> WHAT IS ASKED: Arrange every line of the entries below as a Markdown table with two columns, "Row" and "Entry line", leaving out any blank lines.

> DATA FOR THIS EXERCISE:
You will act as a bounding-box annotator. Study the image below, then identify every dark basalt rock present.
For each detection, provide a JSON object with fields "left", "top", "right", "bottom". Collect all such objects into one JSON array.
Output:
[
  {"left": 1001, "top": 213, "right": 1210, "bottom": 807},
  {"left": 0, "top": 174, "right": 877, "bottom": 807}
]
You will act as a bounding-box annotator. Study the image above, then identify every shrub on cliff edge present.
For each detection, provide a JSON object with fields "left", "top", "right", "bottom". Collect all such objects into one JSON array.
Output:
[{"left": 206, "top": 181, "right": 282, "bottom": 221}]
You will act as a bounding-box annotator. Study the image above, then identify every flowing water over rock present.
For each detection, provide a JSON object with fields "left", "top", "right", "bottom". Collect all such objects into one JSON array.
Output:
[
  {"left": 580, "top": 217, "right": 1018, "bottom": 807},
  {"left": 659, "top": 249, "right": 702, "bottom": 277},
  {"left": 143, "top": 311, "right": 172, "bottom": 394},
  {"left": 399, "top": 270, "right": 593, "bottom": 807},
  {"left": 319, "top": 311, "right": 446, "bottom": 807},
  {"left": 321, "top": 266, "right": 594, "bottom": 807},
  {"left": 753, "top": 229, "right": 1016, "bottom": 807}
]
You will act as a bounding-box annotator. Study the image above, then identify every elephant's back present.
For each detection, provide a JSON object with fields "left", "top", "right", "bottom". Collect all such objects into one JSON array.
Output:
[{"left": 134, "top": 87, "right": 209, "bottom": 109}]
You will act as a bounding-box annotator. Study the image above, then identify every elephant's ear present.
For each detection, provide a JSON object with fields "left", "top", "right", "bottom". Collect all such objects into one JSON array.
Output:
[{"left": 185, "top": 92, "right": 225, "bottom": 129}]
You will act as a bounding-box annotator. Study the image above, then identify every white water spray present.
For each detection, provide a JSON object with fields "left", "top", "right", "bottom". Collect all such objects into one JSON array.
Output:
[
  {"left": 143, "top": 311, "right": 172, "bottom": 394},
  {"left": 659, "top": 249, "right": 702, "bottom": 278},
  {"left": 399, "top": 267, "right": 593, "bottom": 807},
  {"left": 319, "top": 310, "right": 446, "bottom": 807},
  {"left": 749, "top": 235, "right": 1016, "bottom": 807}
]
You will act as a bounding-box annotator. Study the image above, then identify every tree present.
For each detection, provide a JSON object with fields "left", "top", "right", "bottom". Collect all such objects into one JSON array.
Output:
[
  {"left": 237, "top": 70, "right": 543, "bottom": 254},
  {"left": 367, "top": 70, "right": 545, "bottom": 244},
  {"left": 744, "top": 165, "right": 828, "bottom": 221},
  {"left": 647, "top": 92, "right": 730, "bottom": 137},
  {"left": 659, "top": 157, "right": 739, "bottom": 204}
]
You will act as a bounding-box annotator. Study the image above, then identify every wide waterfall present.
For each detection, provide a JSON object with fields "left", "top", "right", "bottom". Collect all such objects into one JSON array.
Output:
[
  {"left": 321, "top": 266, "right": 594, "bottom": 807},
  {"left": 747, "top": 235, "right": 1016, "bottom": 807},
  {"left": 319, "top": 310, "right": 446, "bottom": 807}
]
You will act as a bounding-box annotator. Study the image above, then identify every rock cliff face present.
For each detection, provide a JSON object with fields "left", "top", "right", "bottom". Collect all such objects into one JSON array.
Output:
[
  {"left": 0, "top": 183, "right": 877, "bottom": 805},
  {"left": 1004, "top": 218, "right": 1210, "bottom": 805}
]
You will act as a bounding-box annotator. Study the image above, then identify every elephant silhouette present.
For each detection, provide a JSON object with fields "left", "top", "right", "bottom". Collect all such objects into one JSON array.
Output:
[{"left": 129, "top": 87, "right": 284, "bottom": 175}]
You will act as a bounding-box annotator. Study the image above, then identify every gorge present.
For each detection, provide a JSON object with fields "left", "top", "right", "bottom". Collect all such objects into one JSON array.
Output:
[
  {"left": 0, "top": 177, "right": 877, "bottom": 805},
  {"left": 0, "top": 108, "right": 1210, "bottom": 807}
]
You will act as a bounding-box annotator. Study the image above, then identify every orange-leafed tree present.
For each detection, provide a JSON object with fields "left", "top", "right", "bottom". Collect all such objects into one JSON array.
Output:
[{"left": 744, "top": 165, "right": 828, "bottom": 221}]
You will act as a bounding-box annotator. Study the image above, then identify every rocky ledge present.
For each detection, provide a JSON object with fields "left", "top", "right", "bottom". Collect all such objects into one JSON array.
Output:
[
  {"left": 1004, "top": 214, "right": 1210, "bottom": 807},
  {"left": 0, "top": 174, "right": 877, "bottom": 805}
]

> OUTPUT:
| Row | Entry line |
|---|---|
| 1 | You will act as a bounding-box annotator. Study the image below, then identify every dark basalt rock present. |
| 2 | For each detection, provide a JSON object with fields "left", "top", "right", "bottom". Collect all such objects into one JSON array. |
| 3 | Output: |
| 4 | [ |
| 5 |   {"left": 1001, "top": 213, "right": 1210, "bottom": 807}, |
| 6 |   {"left": 0, "top": 174, "right": 877, "bottom": 807} |
| 7 | ] |
| 8 | You will act as a bounding-box annotator. Study the image above, then identify every shrub on cliff edge present. |
| 9 | For each detection, provide a JSON object with fields "left", "top", "right", "bottom". Collect all such objects into one JSON array. |
| 10 | Output: |
| 11 | [{"left": 206, "top": 181, "right": 282, "bottom": 221}] |
| 12 | You will act as a bounding-box annotator. Study the image above, then identify every flowing water over rock present. |
| 13 | For each detection, provide a JSON object with fields "left", "top", "right", "bottom". Collect all such objects into one JSON array. |
| 14 | Output: |
| 15 | [ |
| 16 |   {"left": 580, "top": 217, "right": 1018, "bottom": 807}, |
| 17 |   {"left": 659, "top": 249, "right": 702, "bottom": 277}, |
| 18 |   {"left": 143, "top": 311, "right": 172, "bottom": 394}, |
| 19 |   {"left": 399, "top": 270, "right": 593, "bottom": 807}, |
| 20 |   {"left": 319, "top": 311, "right": 446, "bottom": 807}, |
| 21 |   {"left": 321, "top": 266, "right": 594, "bottom": 807}, |
| 22 |   {"left": 753, "top": 229, "right": 1016, "bottom": 807} |
| 23 | ] |
| 24 | You will act as a bounding-box annotator. Study the image above, then identify every elephant's back present. |
| 25 | For each detection, provide a JSON object with fields "left", "top", "right", "bottom". Collect all such objects into one JSON array. |
| 26 | Output: |
| 27 | [{"left": 134, "top": 87, "right": 209, "bottom": 109}] |
| 28 | You will act as a bounding-box annotator. Study the image above, then identify every elephant's ear present. |
| 29 | For each detection, provide a JSON object with fields "left", "top", "right", "bottom". Collect all such objects into one JSON array. |
| 30 | Output: |
| 31 | [{"left": 185, "top": 92, "right": 225, "bottom": 129}] |
| 32 | You will act as a bounding-box annotator. Study the image above, then identify every white water spray present. |
| 33 | For each detection, provide a JSON object with fields "left", "top", "right", "bottom". Collect all such objects into one JSON array. |
| 34 | Output: |
| 35 | [ |
| 36 |   {"left": 143, "top": 311, "right": 172, "bottom": 394}, |
| 37 |   {"left": 659, "top": 249, "right": 702, "bottom": 278}, |
| 38 |   {"left": 399, "top": 267, "right": 593, "bottom": 807}, |
| 39 |   {"left": 319, "top": 310, "right": 446, "bottom": 807}, |
| 40 |   {"left": 749, "top": 235, "right": 1016, "bottom": 807} |
| 41 | ] |
| 42 | You will act as a bounding-box annotator. Study the image above, then identify every tree present. |
| 43 | For each detection, provide a JSON object with fields "left", "top", "right", "bottom". Collect all such objects into one JSON array. |
| 44 | Output: |
| 45 | [ |
| 46 |   {"left": 237, "top": 70, "right": 543, "bottom": 254}, |
| 47 |   {"left": 367, "top": 70, "right": 545, "bottom": 244}, |
| 48 |   {"left": 744, "top": 165, "right": 828, "bottom": 221}, |
| 49 |   {"left": 647, "top": 92, "right": 730, "bottom": 137}, |
| 50 |   {"left": 659, "top": 157, "right": 739, "bottom": 204} |
| 51 | ] |
| 52 | You will act as a bounding-box annotator. Study the image above, then identify every wide waterfall present. |
| 53 | For each detection, provide a JSON object with fields "left", "top", "right", "bottom". Collect all such objects into one JSON array. |
| 54 | Output: |
| 55 | [ |
| 56 |   {"left": 321, "top": 266, "right": 594, "bottom": 807}, |
| 57 |   {"left": 747, "top": 235, "right": 1016, "bottom": 807}, |
| 58 |   {"left": 319, "top": 310, "right": 446, "bottom": 807} |
| 59 | ] |
| 60 | You will act as a bounding-box annotator. Study the image above, then identify every rock cliff face present. |
| 61 | For each detection, provide a JSON object with fields "left", "top", "right", "bottom". Collect all such objects into one JSON array. |
| 62 | Output: |
| 63 | [ |
| 64 |   {"left": 0, "top": 183, "right": 877, "bottom": 805}, |
| 65 |   {"left": 1004, "top": 218, "right": 1210, "bottom": 805} |
| 66 | ] |
| 67 | You will act as a bounding-box annotator. Study the image above, then identify every elephant silhouette present. |
| 68 | For each detection, provide a JSON object with fields "left", "top", "right", "bottom". Collect all such objects into one JSON array. |
| 69 | Output: |
| 70 | [{"left": 129, "top": 87, "right": 284, "bottom": 175}] |
| 71 | You will act as a bounding-box annotator. Study the image above, then identify every gorge present. |
| 72 | For each detection, provide a JSON object with fields "left", "top", "right", "bottom". Collect all such objects into one JSON array. |
| 73 | Output: |
| 74 | [ |
| 75 |   {"left": 0, "top": 177, "right": 877, "bottom": 805}, |
| 76 |   {"left": 0, "top": 108, "right": 1210, "bottom": 807} |
| 77 | ] |
| 78 | You will act as a bounding-box annotator. Study the image above, then identify every orange-leafed tree present. |
| 79 | For each detection, provide a JSON object with fields "left", "top", "right", "bottom". Collect all such objects into one JSON array. |
| 80 | Output: |
| 81 | [{"left": 744, "top": 165, "right": 828, "bottom": 221}] |
| 82 | You will act as a bounding-box annotator. Study the image above, then identify every rocky ledge present. |
| 83 | For each detection, provide a JSON object with fields "left", "top", "right", "bottom". Collect all such objects into one JSON array. |
| 84 | Output: |
| 85 | [ |
| 86 |   {"left": 1004, "top": 214, "right": 1210, "bottom": 807}, |
| 87 |   {"left": 0, "top": 174, "right": 877, "bottom": 805} |
| 88 | ] |